Where the records below show a line containing "target | parked bus", start copying; end with the line containing "target | red ladle", and copy it too.

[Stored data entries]

****

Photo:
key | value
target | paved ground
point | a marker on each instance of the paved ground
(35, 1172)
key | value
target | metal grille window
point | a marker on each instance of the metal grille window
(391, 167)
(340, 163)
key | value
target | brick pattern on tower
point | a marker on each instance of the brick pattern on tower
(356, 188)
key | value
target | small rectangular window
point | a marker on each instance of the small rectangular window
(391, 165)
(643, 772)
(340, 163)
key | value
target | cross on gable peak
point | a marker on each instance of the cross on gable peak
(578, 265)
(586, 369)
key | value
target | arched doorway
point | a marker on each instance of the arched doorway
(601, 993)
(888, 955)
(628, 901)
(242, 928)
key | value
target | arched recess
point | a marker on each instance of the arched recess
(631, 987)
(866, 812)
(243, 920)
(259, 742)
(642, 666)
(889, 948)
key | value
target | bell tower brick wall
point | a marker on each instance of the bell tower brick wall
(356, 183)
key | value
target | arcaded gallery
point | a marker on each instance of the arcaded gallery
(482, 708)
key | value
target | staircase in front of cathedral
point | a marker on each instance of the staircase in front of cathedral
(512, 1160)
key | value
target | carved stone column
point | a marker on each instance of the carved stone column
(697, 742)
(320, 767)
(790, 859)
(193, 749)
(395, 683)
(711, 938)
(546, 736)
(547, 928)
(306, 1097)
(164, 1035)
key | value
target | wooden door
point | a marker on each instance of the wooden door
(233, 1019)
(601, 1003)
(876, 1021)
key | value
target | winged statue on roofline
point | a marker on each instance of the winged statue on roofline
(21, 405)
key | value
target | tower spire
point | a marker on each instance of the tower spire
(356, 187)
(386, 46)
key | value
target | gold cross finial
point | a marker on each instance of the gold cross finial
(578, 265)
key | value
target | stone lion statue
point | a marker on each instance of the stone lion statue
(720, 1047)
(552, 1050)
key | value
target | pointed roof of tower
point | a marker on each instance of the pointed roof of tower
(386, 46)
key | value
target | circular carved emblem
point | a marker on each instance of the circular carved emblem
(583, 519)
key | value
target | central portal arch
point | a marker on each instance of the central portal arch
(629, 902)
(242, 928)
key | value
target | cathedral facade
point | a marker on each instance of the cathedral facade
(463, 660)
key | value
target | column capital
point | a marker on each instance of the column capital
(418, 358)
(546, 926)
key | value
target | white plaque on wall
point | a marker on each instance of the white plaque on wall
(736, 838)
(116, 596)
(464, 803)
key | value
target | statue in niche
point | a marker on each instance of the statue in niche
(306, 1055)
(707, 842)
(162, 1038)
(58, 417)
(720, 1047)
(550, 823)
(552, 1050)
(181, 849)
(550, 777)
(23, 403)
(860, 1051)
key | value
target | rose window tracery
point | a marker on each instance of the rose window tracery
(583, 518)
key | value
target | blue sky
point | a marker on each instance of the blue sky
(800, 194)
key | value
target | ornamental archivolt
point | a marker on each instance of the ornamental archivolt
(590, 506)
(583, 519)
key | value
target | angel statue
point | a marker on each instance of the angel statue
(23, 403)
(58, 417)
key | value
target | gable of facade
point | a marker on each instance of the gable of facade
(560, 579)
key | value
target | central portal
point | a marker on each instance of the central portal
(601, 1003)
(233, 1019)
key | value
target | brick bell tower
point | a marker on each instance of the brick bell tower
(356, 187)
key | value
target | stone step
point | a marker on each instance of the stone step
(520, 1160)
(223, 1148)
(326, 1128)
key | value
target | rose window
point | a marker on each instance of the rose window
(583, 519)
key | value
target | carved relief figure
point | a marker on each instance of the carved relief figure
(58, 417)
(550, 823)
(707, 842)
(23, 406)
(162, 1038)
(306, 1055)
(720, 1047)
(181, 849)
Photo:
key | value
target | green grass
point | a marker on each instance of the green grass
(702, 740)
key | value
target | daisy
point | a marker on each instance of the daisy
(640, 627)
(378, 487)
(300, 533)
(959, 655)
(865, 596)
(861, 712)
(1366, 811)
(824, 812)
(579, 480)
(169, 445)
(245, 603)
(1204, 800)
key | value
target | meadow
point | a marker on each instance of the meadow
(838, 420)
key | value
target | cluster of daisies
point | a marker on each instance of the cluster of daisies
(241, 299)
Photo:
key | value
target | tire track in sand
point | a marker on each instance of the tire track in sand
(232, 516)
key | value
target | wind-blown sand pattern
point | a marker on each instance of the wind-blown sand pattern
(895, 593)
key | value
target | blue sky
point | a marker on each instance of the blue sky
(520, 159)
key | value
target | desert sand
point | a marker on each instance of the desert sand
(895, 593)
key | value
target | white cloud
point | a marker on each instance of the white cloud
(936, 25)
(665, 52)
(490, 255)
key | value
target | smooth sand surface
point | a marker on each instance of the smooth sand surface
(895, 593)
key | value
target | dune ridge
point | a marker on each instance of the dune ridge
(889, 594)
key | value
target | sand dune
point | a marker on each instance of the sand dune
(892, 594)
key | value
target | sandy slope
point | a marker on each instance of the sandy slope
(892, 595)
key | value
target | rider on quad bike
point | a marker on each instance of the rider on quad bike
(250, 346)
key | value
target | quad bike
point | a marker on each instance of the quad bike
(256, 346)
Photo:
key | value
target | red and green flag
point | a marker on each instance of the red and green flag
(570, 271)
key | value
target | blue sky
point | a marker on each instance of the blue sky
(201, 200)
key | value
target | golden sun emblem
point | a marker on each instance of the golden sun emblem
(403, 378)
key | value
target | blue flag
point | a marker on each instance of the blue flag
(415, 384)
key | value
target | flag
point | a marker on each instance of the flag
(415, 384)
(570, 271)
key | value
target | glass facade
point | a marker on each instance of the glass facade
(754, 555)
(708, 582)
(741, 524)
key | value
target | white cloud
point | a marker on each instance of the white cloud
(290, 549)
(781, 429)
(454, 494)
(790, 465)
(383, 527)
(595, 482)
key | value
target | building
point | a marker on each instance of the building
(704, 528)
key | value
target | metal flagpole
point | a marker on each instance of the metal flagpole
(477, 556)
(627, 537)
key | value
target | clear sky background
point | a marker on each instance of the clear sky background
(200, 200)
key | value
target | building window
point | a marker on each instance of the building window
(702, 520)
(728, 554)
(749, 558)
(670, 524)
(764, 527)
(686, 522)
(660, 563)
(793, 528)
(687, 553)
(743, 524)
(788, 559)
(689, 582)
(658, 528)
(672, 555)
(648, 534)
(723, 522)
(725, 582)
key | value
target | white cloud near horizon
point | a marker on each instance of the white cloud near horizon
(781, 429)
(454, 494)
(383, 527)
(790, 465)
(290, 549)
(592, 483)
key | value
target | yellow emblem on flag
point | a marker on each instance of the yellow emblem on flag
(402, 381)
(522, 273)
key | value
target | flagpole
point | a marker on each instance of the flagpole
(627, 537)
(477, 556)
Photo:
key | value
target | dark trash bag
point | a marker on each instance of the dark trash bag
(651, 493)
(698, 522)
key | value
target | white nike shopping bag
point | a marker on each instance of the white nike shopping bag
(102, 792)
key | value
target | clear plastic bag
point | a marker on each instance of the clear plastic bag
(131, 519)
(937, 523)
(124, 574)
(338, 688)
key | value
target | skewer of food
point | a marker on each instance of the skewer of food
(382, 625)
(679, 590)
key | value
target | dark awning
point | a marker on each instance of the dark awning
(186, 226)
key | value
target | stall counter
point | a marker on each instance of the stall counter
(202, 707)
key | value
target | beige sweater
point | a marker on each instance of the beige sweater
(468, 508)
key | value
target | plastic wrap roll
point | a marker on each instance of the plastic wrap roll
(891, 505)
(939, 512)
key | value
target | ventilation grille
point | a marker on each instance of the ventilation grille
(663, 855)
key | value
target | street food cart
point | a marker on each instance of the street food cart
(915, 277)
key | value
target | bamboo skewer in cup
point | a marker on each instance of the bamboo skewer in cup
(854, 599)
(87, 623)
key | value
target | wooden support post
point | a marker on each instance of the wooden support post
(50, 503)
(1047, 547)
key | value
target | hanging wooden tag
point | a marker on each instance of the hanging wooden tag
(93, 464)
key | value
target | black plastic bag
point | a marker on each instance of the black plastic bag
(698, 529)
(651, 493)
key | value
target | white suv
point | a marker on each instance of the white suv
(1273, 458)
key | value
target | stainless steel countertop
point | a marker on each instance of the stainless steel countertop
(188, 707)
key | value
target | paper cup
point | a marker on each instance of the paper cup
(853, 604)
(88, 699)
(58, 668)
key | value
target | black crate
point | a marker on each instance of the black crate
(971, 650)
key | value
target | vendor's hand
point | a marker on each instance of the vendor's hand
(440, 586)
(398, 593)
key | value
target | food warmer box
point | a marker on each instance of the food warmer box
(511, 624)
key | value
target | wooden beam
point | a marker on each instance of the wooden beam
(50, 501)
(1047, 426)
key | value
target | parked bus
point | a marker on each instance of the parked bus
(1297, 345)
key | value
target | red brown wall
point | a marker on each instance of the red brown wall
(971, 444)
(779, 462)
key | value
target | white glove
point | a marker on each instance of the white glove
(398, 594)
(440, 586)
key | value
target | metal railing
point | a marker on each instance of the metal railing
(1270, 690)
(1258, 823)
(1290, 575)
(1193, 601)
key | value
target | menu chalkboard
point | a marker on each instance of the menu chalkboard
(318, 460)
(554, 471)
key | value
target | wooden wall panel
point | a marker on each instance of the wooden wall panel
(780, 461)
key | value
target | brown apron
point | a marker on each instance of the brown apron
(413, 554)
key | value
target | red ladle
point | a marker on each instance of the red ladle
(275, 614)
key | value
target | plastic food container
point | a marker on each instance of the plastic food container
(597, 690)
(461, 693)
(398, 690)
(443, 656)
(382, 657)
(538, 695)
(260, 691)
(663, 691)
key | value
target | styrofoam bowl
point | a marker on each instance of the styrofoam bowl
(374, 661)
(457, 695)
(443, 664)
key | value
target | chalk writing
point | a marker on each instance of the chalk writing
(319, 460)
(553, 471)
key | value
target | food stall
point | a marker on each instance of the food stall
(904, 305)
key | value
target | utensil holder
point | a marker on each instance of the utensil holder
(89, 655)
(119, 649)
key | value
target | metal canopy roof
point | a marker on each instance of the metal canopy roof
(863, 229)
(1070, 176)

****

# Reply to the exercise:
target | parked bus
point | a marker on each instance of the parked bus
(1297, 345)
key | value
target | red brown wall
point | a marker on each instance of the red brown wall
(971, 444)
(779, 462)
key | value
target | white glove
point | a marker on each instance of the white glove
(398, 594)
(440, 586)
key | value
target | metal railing
point | a marker on each instance of the metal railing
(1270, 690)
(1258, 823)
(1290, 575)
(1193, 601)
key | value
target | menu chalkboard
point | a marker on each instance of the menu chalkboard
(318, 460)
(554, 471)
key | value
target | wooden wall panel
point | a marker on each instance of the wooden wall panel
(780, 461)
key | value
target | brown apron
point | a marker on each instance of the brown apron
(413, 554)
key | value
target | red ladle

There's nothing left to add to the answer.